-------- Testo del documento

Questo è il primo dipinto che portò a Iljà Repin (1844-1930) grande successo. L’idea gli girava in testa fin dai tempi dello studio all’Accademia di Belle Arti di San Pietroburgo. Passeggiando lungo la Neva, rimase colpito dalla vista dei burlakì, che, allo stremo delle forze, tiravano un pesantissimo fardello, mentre tutto attorno i cittadini passeggiavano tranquilli.
Lo stesso pittore, nato a Chuguev (oggi Čuhuïv, nella parte orientale dell’Ucraina), veniva da una famiglia modesta, e provava un sentimento di comunanza con i più poveri. Il tema del quadro era in netta contraddizione con tutte le tradizioni della pittura accademica, dove venivano sempre scelti soggetti “elevati”, protagonisti della mitologia o della storia. I suoi burlakì, divennero metafora della dura sorte dell’intero popolo.
Alla Fiera mondiale di Vienna del 1873 il dipinto si guadagnò la medaglia di bronzo e fu acquistata per 3 mila rubli dal Gran Principe Vladimir Aleksandrovich Romanov.
Dopo aver terminato l’Accademia, Repin partì per un Gran Tour all’estero. Nel 1873 si trasferì in Italia, vivendo a Roma, e in seguito si spostò in Francia, dove rimase per tre anni, studiando tutte le ultime tendenze in campo artistico. Non passò all’impressionismo, ma guardò con grande attenzione al nuovo stile, mutuandone in particolare il gusto per il colore vivo e luminoso.

----------------
-------- Materiale di lavoro

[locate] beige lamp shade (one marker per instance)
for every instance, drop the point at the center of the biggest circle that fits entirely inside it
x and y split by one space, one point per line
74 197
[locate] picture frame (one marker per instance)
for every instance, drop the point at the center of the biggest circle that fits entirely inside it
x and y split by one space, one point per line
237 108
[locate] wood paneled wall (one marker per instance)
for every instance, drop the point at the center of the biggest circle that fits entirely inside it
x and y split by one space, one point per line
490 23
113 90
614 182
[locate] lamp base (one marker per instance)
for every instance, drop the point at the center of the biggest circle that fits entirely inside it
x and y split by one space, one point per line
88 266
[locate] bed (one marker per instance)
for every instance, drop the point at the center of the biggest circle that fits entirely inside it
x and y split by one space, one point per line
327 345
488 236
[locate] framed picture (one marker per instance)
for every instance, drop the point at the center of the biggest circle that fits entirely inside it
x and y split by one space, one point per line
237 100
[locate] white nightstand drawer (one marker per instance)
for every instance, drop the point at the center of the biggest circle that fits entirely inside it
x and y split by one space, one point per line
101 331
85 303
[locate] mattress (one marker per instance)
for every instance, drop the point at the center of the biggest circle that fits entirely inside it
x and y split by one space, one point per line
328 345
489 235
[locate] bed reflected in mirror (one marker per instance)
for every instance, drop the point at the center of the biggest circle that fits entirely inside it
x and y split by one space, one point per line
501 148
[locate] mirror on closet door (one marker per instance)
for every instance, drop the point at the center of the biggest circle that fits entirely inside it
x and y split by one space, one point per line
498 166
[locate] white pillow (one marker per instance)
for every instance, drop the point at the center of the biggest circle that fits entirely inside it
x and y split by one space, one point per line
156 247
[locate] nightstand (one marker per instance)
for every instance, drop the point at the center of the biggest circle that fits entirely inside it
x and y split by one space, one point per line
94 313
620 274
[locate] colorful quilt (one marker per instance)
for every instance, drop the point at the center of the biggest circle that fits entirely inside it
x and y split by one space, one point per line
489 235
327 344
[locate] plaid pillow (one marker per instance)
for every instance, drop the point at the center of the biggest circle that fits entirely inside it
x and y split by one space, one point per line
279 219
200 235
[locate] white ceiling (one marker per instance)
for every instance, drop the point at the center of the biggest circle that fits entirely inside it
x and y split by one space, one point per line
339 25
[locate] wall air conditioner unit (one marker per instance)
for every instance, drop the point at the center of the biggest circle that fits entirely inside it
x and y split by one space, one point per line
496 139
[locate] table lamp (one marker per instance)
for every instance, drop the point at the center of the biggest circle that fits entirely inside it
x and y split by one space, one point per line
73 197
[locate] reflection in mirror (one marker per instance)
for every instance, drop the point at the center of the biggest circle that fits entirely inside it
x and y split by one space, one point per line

----------------

#### Azioni richieste:
[a] Riporta come lista JSON di stringhe, una stringa per riga e senza righe vuote, le righe dei record dalla riga che contiene "[locate] reflection in" fino alla fine dei record, estremi inclusi.
[b] Scrivi il seguito del testo su Repin, a partire dall'ultima frase riportata.

#### Risposte ai compiti:
[a]
[
  "[locate] reflection in mirror (one marker per instance)",
  "for every instance, drop the point at the center of the biggest circle that fits entirely inside it",
  "x and y split by one space, one point per line"
]

[b]
All’estero rifletté sui tratti del carattere nazionale russo e dipinse “Sadko nel Regno Subacqueo”, un quadro nel quale emerge chiaramente il rifiuto del leggendario personaggio russo delle byliny (la forma letteraria dell’epos antico slavo) per le bellezze forestiere. E seppure lo stesso Repin ritenesse l’opera malriuscita, in essa si possono leggere con chiarezza i punti di vista dell’autore sull’arte e sulla vita.
In questo lavoro, l’obiettivo della critica è di nuovo la diseguaglianza sociale. L’immagine colpisce per la varietà di personaggi: più di 70, che forniscono “un quadro completo della vita del popolo”.
Le reazioni dei contemporanei alla “Processione” non furono univoche. Alcuni ritennero che il dipinto “conferisse definitivamente a Repin lo status di pittore più importante della Russia”, altri, invece, vi videro “una molto parziale rappresentazione della realtà russa”.
Si ritiene che Repin abbia pensato questo quadro come parallelo ai fatti tragici del 1881, con l’uccisione dello zar Alessandro II e l’esecuzione dei membri dell’organizzazione terroristica “Volontà del popolo”. Visto che portare sulla tela i reali fatti contemporanei non appariva possibile, il pittore trovò un parallelo storico.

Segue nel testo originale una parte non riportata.